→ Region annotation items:

════

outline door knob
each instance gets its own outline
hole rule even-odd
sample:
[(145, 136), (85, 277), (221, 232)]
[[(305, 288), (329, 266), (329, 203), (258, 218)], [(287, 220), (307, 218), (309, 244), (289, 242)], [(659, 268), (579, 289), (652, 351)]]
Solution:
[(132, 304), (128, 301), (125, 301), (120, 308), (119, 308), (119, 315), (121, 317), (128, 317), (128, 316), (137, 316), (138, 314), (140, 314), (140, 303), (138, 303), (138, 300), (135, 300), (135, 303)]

════

→ Objective: Reproduce all of the entries above verbatim, line for line, with nothing altered.

→ Result for this exercise:
outline door knob
each instance gets its own outline
hole rule even-odd
sample:
[(145, 136), (85, 277), (221, 232)]
[[(305, 288), (329, 266), (329, 203), (258, 218)], [(287, 220), (307, 218), (309, 244), (289, 242)], [(659, 268), (579, 289), (652, 351)]]
Solution:
[(132, 304), (128, 301), (125, 301), (120, 308), (119, 308), (119, 315), (121, 317), (128, 317), (128, 316), (137, 316), (138, 314), (140, 314), (140, 303), (138, 303), (138, 300), (135, 300), (135, 303)]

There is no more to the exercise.